PAGE EXCERPT -
** Begin **

6\. There are lots of people who are searching for a certain fan fiction with a certain plot. It is the story of their heart. You never know if you are writing the plot that somebody has been dreaming about and searching endlessly for. If you have a plot that you are endlessly searching for, consider writing it yourself.

7\. Maybe you have a plot that you think about as you are going to sleep at night. Maybe you don’t want to write it, because it seems to self-indulgent or trope filled or whatever. Write it. That’s probably the story somebody else wants to read. Self-indulgent fan fics are often the really good ones.

8\. Consider participating in Yuletide. If you don’t know what that is, Google search it (mostly because I can’t do html and pretty links on mobile…). It’s a yearly fanfiction exchange where people request stories they desperately want to read in rare fandoms. All of the stories that I’ve gotten the most reviews on were for that event. It’s a big deal, and good fun, because you know that no matter what else, you will be writing somebody’s ideal dream story. 

9\. Fic exchanges in general. Same goes for prompts. If somebody is leaving you a writing prompt, you have one nearly guaranteed reader, who will probably be super fond of your fic. 

10\. Don’t be afraid to reach out to writers that you like. If you have a favorite writer in a fandom, consider asking them to read your story and give their opinion. Be polite about it, and make if clear that they are under no obligation. Some will say no, because they are busy or whatever, but I’m willing to bet that a good percentage of people will be willing to look at your work if they are specifically sought out and asked to do so.

11\. There is something good about most stories. I’m completely serious about this. You’d never believe how much fan fiction I’ve read. I don’t think I’ve ever read anything that I could say nothing positive about.

12\. Give the reviews that you’d like to receive. Encourage other writers. When I first started writing, I had so many problems that are super obvious to me now. I still have problems, that will become obvious to me down to the road (if they were obvious to me now, I’d fix them. Obviously.). Back to the whole dyslexic thing. When if first started writing, I was a kid who couldn’t reliably spell the word “friend” correctly. I got positive feedback from fanfiction that I never got at school. As a result, I wrote and wrote and spent over half my life writing, and right now I have a job (which I’m very good at!) which hinges on my ability to write and use language well. If you finish somebody’s story, try to leave a word or two of encouragement. If there is a part that you like, tell them about it. It’s worth it. If the story seems like it’s written by a twelve year old, all the more reason to leave a nice note. Maybe you are helping somebody learn to believe in themselves as a writer, in a world where being a writer is a huge asset, as communication is becoming increasingly text based.

13\. Even if you write a fic that has defied all the laws of Internet, and never found a single reader, if you enjoyed writing it, then that’s fine. It’s still a good story, and it’s still an accomplishment.


	2. Things I remember about fandom culture in the early 2000s (tales from the in between times)

**Notes for the Chapter:**

> Warning: mentions rape and homophobia.

I’m writing about around 2000-2008 here, so fanfiction.net was established, livejournal came to be a thing, and it definitely wasn’t the olden days of zines or early Internet mailing lists, but it was different from today.

\- fanfiction.net used to host a lot of things that it doesn’t host today, like RPF, original fiction, humor lists, NC-17 rated stuff, original poetry, etc. The original fiction hosting was nice, because you could put your original stuff under the same account as your fan fic, and sometimes people who liked your fan fic would go read it. Readership of original fiction dropped a ton when it moved over to fictionpress.com (and the loss of lists was genuinely upsetting. I had so many ridiculous “signs that you are a dragon” or “you know you’re obsessed with Star Trek Voyager when” type lists).

** End **

TASK LIST -
a. Rewrite the passage of the fan fiction text starting with "2. Things I" and going on through "rape and homophobia.", putting "fan fiction culture" wherever "fandom culture" appears.
b. Answer these from the fan fiction text:
(i) What kind of event is Yuletide?
(ii) Which years does the piece on fandom culture cover?
(iii) Which site did original fiction move to?

MATERIAL PROVIDED -

** Begin **

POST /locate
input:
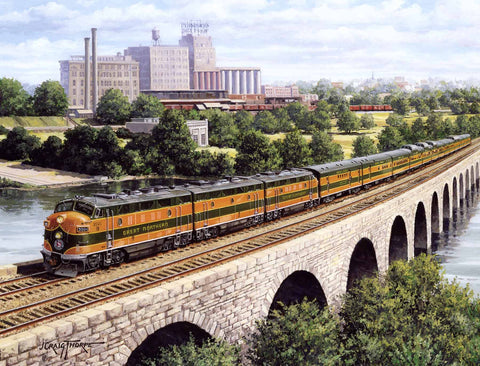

** End **

RESPONSES BY TASK -
a.
2. Things I remember about fan fiction culture in the early 2000s (tales from the in between times)

**Notes for the Chapter:**

> Warning: mentions rape and homophobia.

b.
(i) A yearly fanfiction exchange where people request stories they desperately want to read in rare fandoms.
(ii) Around 2000-2008.
(iii) fictionpress.com.